#### QUOTED PASSAGE
* start *

Yes jack7659, they do.
Colt developed it's famous "Positive Lock" and introduced it in 1905. It's activated by mechanical cam action, clever, sturdy, simple, and fool proof.
Smith & Wesson also attempted to engineer their revolvers to be drop safe, yet with somewhat less initial success than Colt. Perhaps Smith & Wesson was attempting to get around patents. Initially the rebound slide had a simple safety lug on its top that supposedly kept the hammer from striking the primer of a loaded revolver, this lug interposing itself, retracting the hammer and supposed to aid in defeating the hammer's ability to travel further forward than would be safe when the rebound slide is at rest. This seems effective if one observes it, but it apparently was inadequate for in
1915 Smith & Wesson chose to add a hammer block design that was its own spring, a leaf spring which was actuated initially by a plunger arrangement on the hand which retained the hammer block into a slot on the revolver's side plate and thus out of the way when the trigger was rearward, as at firing. In
1926 this was further revised from a plunger projection to a sturdier and more easily fabricated ramp machined on the hand that accomplished the same thing as the plunger in actuating the spring hammer block.

* end *

#### STORED ROWS
* start *

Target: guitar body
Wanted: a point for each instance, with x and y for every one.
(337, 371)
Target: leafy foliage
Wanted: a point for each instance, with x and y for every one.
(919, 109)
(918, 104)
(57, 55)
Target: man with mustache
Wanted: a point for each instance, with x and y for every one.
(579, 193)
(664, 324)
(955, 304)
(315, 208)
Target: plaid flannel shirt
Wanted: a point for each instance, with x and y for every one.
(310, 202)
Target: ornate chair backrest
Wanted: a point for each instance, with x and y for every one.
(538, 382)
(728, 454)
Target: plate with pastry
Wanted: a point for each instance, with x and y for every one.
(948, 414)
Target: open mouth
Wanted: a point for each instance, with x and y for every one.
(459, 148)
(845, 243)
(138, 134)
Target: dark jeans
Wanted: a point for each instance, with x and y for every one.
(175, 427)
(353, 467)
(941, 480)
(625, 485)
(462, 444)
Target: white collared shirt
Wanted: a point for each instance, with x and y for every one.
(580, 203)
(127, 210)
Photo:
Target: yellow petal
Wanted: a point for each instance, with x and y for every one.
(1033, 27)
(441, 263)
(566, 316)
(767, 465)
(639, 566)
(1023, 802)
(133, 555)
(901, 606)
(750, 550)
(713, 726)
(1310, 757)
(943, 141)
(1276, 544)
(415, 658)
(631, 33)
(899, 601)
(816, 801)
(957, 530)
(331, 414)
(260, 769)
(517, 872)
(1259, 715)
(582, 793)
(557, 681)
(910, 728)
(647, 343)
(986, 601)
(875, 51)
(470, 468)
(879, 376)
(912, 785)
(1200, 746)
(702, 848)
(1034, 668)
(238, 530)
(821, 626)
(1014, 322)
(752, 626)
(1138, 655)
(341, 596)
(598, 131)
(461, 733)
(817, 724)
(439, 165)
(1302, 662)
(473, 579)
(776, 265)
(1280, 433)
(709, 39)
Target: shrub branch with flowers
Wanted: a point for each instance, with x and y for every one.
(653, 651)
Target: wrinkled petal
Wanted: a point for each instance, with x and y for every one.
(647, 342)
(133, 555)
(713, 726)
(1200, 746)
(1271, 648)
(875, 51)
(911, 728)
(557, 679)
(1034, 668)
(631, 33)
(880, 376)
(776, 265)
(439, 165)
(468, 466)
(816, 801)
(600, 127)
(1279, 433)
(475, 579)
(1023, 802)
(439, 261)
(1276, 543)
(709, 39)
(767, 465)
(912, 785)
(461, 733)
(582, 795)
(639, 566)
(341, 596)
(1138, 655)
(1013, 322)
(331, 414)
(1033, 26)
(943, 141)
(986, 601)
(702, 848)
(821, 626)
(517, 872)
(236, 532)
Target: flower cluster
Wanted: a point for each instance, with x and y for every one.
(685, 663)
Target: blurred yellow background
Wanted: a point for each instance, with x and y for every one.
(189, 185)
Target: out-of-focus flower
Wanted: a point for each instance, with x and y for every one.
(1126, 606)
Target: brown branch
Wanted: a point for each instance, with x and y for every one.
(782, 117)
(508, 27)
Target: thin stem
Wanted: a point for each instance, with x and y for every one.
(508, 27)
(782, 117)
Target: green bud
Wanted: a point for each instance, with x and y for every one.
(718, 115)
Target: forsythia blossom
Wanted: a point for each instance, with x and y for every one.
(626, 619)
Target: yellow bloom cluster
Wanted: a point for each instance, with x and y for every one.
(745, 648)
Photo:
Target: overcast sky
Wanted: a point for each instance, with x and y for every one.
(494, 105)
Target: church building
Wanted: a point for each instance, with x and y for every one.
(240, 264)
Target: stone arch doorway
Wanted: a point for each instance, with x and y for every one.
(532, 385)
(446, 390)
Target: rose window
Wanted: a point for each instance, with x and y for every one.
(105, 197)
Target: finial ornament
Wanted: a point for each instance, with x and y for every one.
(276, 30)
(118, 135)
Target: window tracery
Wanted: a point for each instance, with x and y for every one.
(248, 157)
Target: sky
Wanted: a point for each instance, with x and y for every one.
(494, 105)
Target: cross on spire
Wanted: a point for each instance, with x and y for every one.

* end *

#### COMPLETE THE FOLLOWING
• 1. Do these statements agree with the post on revolver drop safety? (a) Colt introduced its "Positive Lock" in 1905. (b) Smith & Wesson's 1915 hammer block was a coil spring. (c) The 1926 change replaced a ramp on the hand with a plunger. Answer yes or no for each, quoting the deciding words of the post.
• 2. Can you pick up the post on revolver drop safety after its final sentence and keep it going?

#### ANSWERS FOR THE EXERCISE
• 1.
(a) Yes: "Colt developed it's famous "Positive Lock" and introduced it in 1905."
(b) No: "a leaf spring which was actuated initially by a plunger arrangement on the hand"
(c) No: "this was further revised from a plunger projection to a sturdier and more easily fabricated ramp machined on the hand"

• 2.
Both these work fine
if the revolver's innards are kept clean and lubricated. If dried grease, accumulated gunk from firing the gun, or dirt fouls this style of hammer block then the fouling can prevent the hammer block from doing its job just as effectively as the mechanical means on the hand which were designed to retain it at moment of firing. The gunk holds the hammer block back out of the way
all the time, whether hammer is cocked or resting. It really takes very little gunk to keep the leaf spring hammer block from functioning properly. Also, this hammer block is staked into the inside of the side plate.
It is subject to becoming unstaked or can break, which renders it useless for its task.
You have to be as
"ate up with it" as I am, to own Smith & Wesson revolvers having each of these different early style hammer block designs so that they can be studied. The first of the three pre-World War II designs to prevent unintentional firing if the gun is dropped or otherwise suffers a blow must be considered primitive. The other two pre-World War II designs must be considered as excessively convoluted and easily defeated due to simple fouling. There is also the specter of breakage to consider.
I am willing to take my chances with all but the first of the hammer block designs discussed and would carry a pre-war Smith & Wesson revolver so equipped loaded with six rounds. A pre-World War I Smith & Wesson Hand Ejector, no. It would need to be carried with an empty chamber under the hammer in my view.
Most prudent folks probably wouldn't even trust the other two, also carrying them with an empty chamber under the firing pin, however I keep the inside of my revolvers scrumptiously clean and freshly lubricated so trust the convoluted system to work.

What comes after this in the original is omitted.